AAC AAC is what Apple uses, and that's probably where you'll mainly encounter it. AAC is sort of mp3 version 2.0, in general it sounds better as the compression / de-compression techniques are better, however it is still a lossy compression. AAC also allows for DRM.
FLAC is a lossless audio compression, meaning that nothing gets lost on playback from the original. This however, takes up MUCH more space on your hard drive (see chart below), however flac is still a 40-50% reduction from the un-compressed size!
-Lossy and Lossless compressions are exactly what they sound like: lossy means some data is lost (but it's good enough to be considered useful), lossless means the un-compressed version is the same as the original.
for comparison, here are file sizes for a 5 minute song in different formats (mp3's & aac's are bitrate then sample rate)
mp3 128 / 44.1 == 4.7mb
mp3 192 / 44.1 == 6.8mb
mp3 320 / 44.1 == 11.3mb
aac 128 / 44.1 == 5.4mb
aac 256 / 44.1 == ??? (don't have any yet, guessing ~13mb)
flac == 122mb :-D
Dolby Digital Yep, Dolby Digital is an audio format (AC-3) which is a lossy compression supporting up to 6 channels of sound. For in-depth information go here
DTS An alternative to Dolby Digital, it is owned by DTS Inc.

→ Supplied information
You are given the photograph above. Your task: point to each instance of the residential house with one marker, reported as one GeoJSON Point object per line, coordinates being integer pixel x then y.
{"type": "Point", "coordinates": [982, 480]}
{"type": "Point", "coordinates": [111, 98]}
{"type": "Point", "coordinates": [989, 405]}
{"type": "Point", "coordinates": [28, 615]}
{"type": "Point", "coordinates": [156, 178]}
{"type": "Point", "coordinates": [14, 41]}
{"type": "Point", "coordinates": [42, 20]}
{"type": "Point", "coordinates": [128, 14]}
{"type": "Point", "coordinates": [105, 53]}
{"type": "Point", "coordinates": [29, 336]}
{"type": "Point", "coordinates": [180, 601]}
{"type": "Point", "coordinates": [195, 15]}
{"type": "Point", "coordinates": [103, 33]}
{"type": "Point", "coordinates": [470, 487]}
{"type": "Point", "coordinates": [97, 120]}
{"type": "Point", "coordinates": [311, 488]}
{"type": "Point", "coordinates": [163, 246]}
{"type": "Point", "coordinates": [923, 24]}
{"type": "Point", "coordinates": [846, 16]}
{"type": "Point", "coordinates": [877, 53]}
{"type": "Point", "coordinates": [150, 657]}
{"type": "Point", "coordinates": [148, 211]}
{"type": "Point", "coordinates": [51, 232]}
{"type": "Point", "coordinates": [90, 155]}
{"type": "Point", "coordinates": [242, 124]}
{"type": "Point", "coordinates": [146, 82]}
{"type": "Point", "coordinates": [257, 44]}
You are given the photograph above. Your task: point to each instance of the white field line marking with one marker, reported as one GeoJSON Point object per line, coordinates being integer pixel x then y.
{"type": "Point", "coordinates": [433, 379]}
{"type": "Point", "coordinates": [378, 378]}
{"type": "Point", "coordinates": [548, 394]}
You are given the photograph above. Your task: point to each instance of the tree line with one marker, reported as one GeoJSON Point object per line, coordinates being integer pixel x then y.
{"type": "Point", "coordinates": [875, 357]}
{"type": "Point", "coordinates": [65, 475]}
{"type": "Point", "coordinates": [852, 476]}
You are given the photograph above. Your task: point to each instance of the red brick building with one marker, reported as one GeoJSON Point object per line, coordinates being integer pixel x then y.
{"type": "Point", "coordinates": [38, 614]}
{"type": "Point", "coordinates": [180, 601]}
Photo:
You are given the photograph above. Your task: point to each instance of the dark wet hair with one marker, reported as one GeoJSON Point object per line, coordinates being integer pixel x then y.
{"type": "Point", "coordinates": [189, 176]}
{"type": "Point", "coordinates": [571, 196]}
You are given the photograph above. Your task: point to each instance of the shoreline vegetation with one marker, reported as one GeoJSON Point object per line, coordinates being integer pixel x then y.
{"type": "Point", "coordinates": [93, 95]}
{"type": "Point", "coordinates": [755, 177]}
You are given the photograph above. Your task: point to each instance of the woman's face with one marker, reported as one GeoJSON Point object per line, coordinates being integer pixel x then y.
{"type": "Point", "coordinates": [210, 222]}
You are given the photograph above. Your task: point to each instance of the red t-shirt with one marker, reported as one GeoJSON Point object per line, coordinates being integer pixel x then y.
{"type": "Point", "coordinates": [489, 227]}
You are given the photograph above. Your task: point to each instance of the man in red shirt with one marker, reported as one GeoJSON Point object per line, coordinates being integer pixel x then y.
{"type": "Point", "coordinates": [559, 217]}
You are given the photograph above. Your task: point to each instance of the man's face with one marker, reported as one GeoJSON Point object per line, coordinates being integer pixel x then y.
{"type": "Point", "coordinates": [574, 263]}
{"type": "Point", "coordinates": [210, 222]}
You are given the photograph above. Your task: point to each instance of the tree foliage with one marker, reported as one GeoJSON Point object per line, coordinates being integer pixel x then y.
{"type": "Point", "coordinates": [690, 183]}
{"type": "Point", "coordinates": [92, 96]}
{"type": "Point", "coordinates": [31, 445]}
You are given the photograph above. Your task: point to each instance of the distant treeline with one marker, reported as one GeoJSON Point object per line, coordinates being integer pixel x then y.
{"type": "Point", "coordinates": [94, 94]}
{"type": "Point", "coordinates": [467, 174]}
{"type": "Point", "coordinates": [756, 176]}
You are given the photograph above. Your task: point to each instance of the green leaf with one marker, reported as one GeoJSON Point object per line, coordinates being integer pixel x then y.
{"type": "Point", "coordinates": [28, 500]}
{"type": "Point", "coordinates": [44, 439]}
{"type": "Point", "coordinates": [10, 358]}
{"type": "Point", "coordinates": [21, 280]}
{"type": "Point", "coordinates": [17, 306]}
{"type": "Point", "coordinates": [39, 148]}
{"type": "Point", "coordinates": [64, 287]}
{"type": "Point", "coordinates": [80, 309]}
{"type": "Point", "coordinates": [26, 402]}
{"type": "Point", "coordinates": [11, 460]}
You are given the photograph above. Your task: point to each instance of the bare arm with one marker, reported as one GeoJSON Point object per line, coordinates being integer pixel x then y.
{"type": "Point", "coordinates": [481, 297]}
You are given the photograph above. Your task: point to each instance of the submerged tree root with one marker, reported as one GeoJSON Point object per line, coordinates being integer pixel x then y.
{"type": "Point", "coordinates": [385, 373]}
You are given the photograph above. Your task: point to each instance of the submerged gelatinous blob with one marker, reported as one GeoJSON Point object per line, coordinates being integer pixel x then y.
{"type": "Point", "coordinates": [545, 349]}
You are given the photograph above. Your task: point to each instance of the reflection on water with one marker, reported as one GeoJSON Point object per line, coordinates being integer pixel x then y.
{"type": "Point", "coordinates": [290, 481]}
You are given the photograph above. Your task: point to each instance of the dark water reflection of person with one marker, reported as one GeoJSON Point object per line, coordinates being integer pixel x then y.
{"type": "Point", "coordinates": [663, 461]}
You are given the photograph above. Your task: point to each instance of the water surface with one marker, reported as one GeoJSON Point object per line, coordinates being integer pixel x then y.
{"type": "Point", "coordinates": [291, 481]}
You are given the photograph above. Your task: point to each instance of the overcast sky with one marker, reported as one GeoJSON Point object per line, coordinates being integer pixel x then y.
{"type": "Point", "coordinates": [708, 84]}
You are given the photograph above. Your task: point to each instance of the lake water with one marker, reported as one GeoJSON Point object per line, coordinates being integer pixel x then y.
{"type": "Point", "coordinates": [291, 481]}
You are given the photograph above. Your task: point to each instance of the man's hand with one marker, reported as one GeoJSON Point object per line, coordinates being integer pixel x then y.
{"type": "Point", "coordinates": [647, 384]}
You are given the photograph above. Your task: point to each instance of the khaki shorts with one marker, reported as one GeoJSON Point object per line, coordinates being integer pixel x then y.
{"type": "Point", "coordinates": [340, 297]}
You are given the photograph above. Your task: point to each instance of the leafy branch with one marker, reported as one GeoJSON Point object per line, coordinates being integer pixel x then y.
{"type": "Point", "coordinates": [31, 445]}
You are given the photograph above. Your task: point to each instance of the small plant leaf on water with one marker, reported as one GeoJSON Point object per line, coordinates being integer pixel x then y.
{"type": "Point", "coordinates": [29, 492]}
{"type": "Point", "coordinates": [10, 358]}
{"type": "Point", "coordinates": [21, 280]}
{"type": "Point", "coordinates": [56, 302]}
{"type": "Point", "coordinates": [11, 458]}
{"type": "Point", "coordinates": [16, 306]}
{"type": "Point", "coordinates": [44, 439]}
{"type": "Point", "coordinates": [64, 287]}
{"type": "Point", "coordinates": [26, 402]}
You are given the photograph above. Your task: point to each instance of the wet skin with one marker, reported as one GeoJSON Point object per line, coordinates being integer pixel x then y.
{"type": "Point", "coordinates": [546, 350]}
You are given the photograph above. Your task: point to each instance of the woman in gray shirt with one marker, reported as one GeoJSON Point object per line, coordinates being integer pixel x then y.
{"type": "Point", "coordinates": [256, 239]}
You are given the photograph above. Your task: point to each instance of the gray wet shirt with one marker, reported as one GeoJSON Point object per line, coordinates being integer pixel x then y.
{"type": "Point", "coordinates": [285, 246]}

→ Given request
According to the audio formats text, how many channels of sound does Dolby Digital support? The listing is separate material from the audio formats text.

→ Solved problem
Up to 6 channels.